/---

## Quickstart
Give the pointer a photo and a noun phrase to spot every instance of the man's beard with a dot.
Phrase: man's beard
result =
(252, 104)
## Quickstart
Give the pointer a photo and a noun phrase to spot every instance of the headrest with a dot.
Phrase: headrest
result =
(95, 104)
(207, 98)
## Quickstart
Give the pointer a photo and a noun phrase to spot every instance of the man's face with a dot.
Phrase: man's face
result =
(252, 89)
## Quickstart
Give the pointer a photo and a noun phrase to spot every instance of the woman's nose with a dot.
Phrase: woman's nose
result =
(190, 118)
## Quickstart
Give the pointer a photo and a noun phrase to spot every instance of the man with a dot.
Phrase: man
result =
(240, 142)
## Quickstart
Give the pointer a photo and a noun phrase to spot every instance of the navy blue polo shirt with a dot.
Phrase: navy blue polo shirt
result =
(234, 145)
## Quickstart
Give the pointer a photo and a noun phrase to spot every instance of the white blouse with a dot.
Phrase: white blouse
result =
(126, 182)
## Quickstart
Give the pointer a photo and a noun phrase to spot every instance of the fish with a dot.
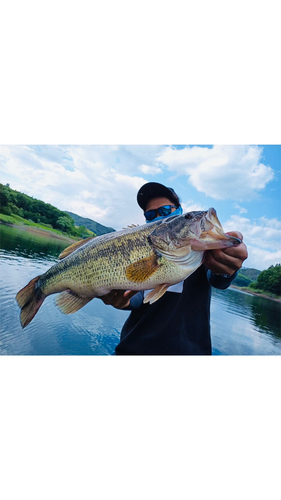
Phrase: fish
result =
(151, 257)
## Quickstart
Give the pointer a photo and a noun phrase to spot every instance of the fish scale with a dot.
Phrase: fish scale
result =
(148, 257)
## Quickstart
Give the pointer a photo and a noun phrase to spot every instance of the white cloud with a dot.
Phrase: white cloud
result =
(94, 182)
(222, 172)
(242, 210)
(146, 169)
(191, 206)
(262, 237)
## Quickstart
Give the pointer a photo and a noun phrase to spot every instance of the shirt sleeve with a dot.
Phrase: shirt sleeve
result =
(220, 281)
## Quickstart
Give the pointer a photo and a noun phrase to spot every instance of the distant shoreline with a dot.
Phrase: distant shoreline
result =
(263, 295)
(40, 231)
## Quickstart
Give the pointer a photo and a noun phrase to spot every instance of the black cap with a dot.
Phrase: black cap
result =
(154, 190)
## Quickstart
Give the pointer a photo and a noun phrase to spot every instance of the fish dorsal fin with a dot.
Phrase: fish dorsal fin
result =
(69, 302)
(155, 294)
(142, 269)
(67, 251)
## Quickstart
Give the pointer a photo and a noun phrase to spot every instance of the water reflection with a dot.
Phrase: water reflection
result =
(240, 323)
(244, 324)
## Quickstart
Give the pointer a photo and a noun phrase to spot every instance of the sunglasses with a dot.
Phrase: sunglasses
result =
(162, 211)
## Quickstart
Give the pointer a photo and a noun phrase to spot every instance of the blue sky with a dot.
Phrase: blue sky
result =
(101, 182)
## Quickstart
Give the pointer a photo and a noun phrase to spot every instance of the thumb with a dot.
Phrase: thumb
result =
(237, 234)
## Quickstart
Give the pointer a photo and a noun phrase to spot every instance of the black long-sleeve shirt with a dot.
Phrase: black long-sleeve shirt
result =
(177, 323)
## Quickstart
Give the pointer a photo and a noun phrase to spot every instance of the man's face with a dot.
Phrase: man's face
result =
(155, 203)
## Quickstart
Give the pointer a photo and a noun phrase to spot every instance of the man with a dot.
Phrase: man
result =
(179, 322)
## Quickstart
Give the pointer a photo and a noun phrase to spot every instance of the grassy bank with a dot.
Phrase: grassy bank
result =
(16, 220)
(259, 293)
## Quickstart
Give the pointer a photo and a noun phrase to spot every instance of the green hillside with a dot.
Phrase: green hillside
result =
(97, 228)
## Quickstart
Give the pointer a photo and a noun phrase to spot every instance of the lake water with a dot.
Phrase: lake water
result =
(241, 324)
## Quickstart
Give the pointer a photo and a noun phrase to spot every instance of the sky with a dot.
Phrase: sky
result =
(243, 183)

\---

- Aim of the task -
Go through the records line by line, and copy each line that holds the string "bank".

- Written response -
Give the pointer a photo and a noun phrase to spot every instance of the grassy bank with a dot.
Phrase: grassy bank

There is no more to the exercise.